# Excerpt provided:
********

Attorney-Client Privilege Protection Act of 2009 Is Introduced In the Senate (S. 445)

Senator Specter contends legislation is necessary despite recent changes in the Department of Justice

In the last Congress, the Attorney Client Privilege Protection Act was introduced to bar federal attorneys in criminal and civil enforcement actions from requesting or using communications protected by the Attorney-Client privilege or materials covered by the work product doctrine. On November 13, 2007, the U.S. House of Representatives passed H.R. 3013, the Attorney-Client Privilege Protection Act. See 153 Cong. Rec. H13562-13564 (Nov. 13, 2007). The measure died in the Senate after the U.S. Department of Justice adopted new guidelines. See U.S. Attorney’s Manual §§ 9-28.000 to 9-28.1300; see also Revised DOJ Corporate Prosecution Guidelines Issued.

********

# Prompt:
Can you continue the article on the Senate's Attorney-Client Privilege Protection Act of 2009 from the point where it stops?

********

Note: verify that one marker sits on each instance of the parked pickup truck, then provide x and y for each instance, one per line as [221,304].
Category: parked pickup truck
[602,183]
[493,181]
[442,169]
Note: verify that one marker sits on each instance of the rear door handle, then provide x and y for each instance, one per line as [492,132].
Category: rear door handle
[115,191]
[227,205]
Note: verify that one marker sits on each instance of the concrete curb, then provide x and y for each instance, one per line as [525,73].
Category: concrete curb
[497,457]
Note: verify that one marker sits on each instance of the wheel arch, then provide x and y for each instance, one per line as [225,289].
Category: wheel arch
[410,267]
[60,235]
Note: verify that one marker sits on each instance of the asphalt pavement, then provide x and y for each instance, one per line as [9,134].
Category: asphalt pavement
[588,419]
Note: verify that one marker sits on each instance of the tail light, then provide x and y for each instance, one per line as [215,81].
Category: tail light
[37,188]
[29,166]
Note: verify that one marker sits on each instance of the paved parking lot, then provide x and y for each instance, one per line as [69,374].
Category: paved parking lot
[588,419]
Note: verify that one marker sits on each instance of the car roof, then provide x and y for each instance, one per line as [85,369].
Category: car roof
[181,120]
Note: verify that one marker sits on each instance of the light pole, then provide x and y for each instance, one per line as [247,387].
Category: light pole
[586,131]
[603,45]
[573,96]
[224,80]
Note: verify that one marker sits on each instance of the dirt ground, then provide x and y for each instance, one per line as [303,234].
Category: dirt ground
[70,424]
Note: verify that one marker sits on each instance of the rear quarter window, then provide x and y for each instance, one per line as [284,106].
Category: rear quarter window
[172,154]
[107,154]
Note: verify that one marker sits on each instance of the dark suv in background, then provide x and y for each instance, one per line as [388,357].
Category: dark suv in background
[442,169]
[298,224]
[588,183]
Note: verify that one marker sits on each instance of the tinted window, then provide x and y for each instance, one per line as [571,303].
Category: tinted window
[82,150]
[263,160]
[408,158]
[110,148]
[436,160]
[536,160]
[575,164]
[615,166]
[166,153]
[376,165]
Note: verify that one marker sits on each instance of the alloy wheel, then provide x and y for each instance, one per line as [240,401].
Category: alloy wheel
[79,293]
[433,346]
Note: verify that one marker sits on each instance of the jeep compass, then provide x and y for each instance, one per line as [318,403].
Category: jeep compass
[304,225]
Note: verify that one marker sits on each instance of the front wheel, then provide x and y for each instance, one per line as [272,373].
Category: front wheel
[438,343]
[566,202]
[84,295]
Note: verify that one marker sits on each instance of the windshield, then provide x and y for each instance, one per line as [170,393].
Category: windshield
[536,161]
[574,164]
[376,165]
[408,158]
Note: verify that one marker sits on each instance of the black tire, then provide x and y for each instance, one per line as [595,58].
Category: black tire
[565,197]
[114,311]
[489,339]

********

# Answer to this task:
On February 13, 2009, Senator Arlen Specter (R-PA) introduced S. 445, the Attorney-Client Privilege Protection Act of 2009. He noted that while the Department of Justice made improvements to the corporate prosecution guidelines last August, they were insufficient since they could be modified by the department and failed to carry the force of law. In his remarks, Senator Specter noted:

“Like my previous bills, this bill will protect the sanctity of the attorney-client relationship by statutorily prohibiting Federal prosecutors and investigators across the executive branch from requesting waiver of attorney-client privilege and attorney work product protections in corporate investigations. The bill would similarly prohibit the government from conditioning charging decisions or any adverse treatment on an organization's payment of employee legal fees, invocation of the attorney-client privilege, or agreement to a joint defense agreement.”
154 Cong. Rec. S2331-S2332 (Feb. 13, 2009) (remarks of Senator Specter). The legislation has been referred to the Senate Judiciary Committee.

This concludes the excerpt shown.